Every entry in the listing below has to be transcribed exactly.
### Data for processing
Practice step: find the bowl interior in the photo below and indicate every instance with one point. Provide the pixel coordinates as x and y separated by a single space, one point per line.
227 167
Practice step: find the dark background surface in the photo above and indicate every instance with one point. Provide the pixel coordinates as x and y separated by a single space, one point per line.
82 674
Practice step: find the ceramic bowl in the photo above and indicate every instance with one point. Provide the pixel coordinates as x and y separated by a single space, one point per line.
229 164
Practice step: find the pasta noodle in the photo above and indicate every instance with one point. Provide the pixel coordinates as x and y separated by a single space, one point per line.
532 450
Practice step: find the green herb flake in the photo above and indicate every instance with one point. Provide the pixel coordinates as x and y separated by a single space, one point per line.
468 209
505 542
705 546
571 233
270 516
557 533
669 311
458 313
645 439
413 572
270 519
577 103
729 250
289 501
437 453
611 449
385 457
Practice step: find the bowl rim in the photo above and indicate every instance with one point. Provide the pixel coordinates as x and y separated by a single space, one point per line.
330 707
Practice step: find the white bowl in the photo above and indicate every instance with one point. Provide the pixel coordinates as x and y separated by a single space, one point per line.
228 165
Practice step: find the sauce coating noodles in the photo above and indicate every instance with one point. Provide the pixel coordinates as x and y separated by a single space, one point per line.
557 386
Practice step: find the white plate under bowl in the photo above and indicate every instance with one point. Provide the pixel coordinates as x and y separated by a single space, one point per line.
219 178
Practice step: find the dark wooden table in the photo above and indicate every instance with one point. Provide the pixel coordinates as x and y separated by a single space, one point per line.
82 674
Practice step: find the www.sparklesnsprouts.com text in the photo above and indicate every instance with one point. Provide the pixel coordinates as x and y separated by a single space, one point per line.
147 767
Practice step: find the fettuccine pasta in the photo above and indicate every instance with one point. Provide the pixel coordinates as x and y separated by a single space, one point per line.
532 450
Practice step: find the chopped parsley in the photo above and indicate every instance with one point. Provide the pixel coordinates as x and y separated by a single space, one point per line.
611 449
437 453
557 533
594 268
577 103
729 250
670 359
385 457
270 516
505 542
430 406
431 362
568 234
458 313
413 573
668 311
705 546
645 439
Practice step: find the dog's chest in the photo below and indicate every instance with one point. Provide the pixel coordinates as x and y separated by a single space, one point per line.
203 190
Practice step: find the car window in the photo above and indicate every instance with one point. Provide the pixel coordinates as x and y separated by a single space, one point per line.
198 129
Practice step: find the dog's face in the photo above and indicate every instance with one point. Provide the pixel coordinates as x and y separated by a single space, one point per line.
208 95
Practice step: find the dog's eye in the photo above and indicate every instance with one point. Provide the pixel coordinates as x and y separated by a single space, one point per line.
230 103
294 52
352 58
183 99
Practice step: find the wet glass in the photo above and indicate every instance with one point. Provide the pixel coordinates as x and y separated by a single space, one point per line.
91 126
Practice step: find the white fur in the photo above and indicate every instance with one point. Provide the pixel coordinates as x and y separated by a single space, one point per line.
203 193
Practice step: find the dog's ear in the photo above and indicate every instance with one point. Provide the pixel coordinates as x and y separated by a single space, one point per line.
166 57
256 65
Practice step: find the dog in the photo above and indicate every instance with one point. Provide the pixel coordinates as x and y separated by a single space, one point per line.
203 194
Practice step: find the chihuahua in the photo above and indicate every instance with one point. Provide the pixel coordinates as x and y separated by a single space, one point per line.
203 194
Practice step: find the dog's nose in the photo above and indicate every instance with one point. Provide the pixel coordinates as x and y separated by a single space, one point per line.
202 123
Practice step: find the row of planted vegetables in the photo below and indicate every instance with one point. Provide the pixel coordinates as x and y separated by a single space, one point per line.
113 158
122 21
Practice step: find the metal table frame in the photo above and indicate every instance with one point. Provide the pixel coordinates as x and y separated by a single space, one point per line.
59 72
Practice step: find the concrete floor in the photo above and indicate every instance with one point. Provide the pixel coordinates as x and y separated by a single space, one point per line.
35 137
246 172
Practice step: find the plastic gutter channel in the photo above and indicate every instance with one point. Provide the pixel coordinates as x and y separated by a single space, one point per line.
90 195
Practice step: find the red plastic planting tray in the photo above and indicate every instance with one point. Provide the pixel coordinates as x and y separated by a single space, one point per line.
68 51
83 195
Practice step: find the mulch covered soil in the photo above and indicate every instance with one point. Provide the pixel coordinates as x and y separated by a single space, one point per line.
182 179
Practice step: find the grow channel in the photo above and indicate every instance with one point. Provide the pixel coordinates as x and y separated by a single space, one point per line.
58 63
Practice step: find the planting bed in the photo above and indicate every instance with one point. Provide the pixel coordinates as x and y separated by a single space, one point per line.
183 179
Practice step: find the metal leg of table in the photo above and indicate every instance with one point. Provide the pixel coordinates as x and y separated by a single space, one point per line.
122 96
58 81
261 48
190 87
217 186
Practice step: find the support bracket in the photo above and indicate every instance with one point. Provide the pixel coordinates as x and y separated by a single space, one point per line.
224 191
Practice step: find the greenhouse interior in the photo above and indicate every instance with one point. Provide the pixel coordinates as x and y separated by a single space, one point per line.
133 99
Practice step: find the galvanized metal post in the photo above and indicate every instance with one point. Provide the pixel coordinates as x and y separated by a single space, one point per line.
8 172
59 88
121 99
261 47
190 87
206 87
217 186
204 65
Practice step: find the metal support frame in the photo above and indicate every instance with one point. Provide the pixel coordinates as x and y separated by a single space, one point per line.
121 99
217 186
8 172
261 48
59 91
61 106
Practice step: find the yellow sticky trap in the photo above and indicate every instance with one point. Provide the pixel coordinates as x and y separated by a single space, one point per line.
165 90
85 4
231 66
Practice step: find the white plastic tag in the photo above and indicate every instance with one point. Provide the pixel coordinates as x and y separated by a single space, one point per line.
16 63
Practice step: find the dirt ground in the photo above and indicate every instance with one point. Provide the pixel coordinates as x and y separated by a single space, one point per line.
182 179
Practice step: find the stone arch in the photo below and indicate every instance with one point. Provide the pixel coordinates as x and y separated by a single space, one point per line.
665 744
######
## Exercise solution:
Practice step: find the bowl interior in the photo below and indicate every instance with one point. Provide the pixel coordinates as x and y separated by a single space, one point per line.
227 167
Practice step: find the dark background surface in the photo above and indicate every instance with one point. Provide the pixel coordinates as x and y separated by a single space, one point per line.
82 674
Practice step: find the ceramic bowl in the photo above and indicate every instance with one point. Provide the pixel coordinates as x and y separated by a single space, one point per line.
229 164
Practice step: find the pasta noodle in the photo above and indicate every instance with one point. Provide the pixel coordinates as x and y separated by a single space, one point per line.
532 450
Practice step: find the green herb flake in the photo above and indicate every instance with one point. Provide the pixel coordinates as x and y separated by a single space, one point per line.
468 209
505 542
705 546
571 233
270 516
557 533
669 311
458 313
645 439
413 572
270 519
577 103
729 250
289 501
437 453
611 449
385 457
Practice step: find the bowl rim in the photo above and indicate every instance with one point. Provide the pixel coordinates as x and y separated by a single space, one point per line.
330 707
Practice step: find the white bowl in the photo above and indicate every instance with one point. Provide the pixel coordinates as x and y separated by a single space, one point per line.
228 165
Practice step: find the sauce coating noodles in the photo above and indicate every instance with one point. Provide the pixel coordinates as x and y separated by a single space, one point per line.
557 386
Practice step: find the white plate under bowl in the photo above and indicate every instance with one point. Provide the pixel coordinates as x and y separated by a single space, one point per line.
219 178
Practice step: find the dark wooden table in the photo above and indicate every instance with one point. Provide the pixel coordinates as x and y separated by a single space, one point per line.
82 674
Practice step: find the www.sparklesnsprouts.com text in the photo above and indicate every instance with one point. Provide the pixel coordinates as x and y separated by a single space, one point per line.
147 767
Practice step: find the fettuccine pasta in the photo above and indicate every instance with one point. Provide the pixel coordinates as x and y separated by a single space, one point per line.
532 450
Practice step: find the chopped parsley in the photo above and indicate every instance with one point. Provide the pixel coordinates as x and y separated by a single space, one point per line.
611 449
437 453
557 533
594 268
577 103
729 250
670 359
385 457
270 516
505 542
430 406
431 362
568 234
458 313
413 573
668 311
705 546
645 439
Practice step: find the dog's chest in the photo below and indicate every instance with one point. Provide the pixel coordinates as x and y separated by a single space, one point per line.
203 190
Practice step: find the car window in the photo above and indicate every instance with one point. Provide the pixel coordinates as x and y separated by a single space, one point per line.
198 129
Practice step: find the dog's face in the photo above and indicate every instance with one point. Provide the pixel coordinates as x and y separated by a single space, one point per line.
208 95
Practice step: find the dog's eye in the photo above and indicate every instance with one point. Provide the pixel coordinates as x and y separated by a single space, one point per line.
230 103
294 52
352 58
183 99
Practice step: find the wet glass in the photo above and indicate every instance with one point. Provide the pixel coordinates as x and y separated by a single space, one point per line.
91 126
Practice step: find the white fur in the photo above and indicate every instance with one point. Provide the pixel coordinates as x and y separated by a single space, one point per line.
203 193
Practice step: find the dog's ear in the photo above and indicate every instance with one point. Provide the pixel coordinates as x and y separated by a single space, one point per line.
166 57
256 65
Practice step: find the dog in the photo above and indicate every instance with one point. Provide the pixel coordinates as x and y separated by a single space, one point per line.
203 194
Practice step: find the chihuahua in the photo above and indicate every instance with one point. Provide the pixel coordinates as x and y separated by a single space, one point per line.
203 194
Practice step: find the dog's nose in the photo above and indicate every instance with one point. Provide the pixel coordinates as x and y separated by a single space, one point per line.
202 123
Practice step: find the row of planted vegetables in the photo below and indicate every instance with one point. Provide the pixel coordinates as x and y separated by a single space, one point per line.
113 158
122 21
Practice step: find the metal table frame in the photo above and indicate every instance with one point. Provide the pixel coordinates as x and y separated by a single space, one point per line.
59 72
Practice step: find the concrete floor in the photo above and indicate every instance with one point. Provide the pixel coordinates as x and y separated by a single space, one point per line.
35 137
246 172
Practice step: find the plastic gutter channel in the photo above and indicate every instance with one point. Provide the pixel coordinates as x and y separated by a single space, one point per line.
90 195
Practice step: find the red plastic planting tray in the photo above and indicate every instance with one point. Provide the pixel coordinates as x and y separated by a single space, one point per line.
68 51
83 195
Practice step: find the mulch covered soil in the photo above and indicate every instance with one point. Provide the pixel coordinates as x and y separated by a single space, one point per line.
182 179
Practice step: find the grow channel in the photo above and indicate every instance with one point. Provide the pixel coordinates as x and y separated by a single space, one point per line.
58 63
Practice step: find the planting bed in the photo above and indicate every instance with one point. Provide the pixel coordinates as x and y separated by a single space, one point per line.
183 179
Practice step: find the metal leg of table in the photo above and indicate every instance with one point. Provide the pixel coordinates as x and y separated by a single space, one point per line.
122 96
58 81
261 48
190 87
217 186
Practice step: find the support bracket in the photo above and indicate every instance with one point. Provide the pixel coordinates as x and y separated by a single space, one point per line.
224 191
Practice step: find the greenhouse interior in the photo above and indicate every instance with one point. Provide the pixel coordinates as x and y separated by a single space, one point per line.
133 99
Practice step: find the galvanized metal post in the photo above and indicate every instance with one point. Provide the pixel coordinates as x and y separated by a single space, one point per line.
8 172
59 88
121 99
261 47
190 87
206 87
217 186
204 65
Practice step: find the metal support frame in the photo above and indicate every instance with one point. Provide the pixel coordinates as x and y separated by a single space, one point per line.
121 99
217 186
8 172
261 48
59 91
61 106
Practice step: find the yellow sticky trap in the photo above and indicate every instance with one point. Provide the pixel coordinates as x and y separated by a single space, one point per line.
165 90
85 4
231 66
Practice step: find the white plastic tag in the photo above and indicate every instance with one point. Provide the pixel coordinates as x and y separated by a single space, one point per line.
16 63
Practice step: find the dirt ground in the photo above and indicate every instance with one point. Provide the pixel coordinates as x and y separated by a single space, one point per line.
182 179
Practice step: find the stone arch in the photo below and indicate every instance with one point. Provide the pixel coordinates as x and y separated by a single space, one point per line.
665 744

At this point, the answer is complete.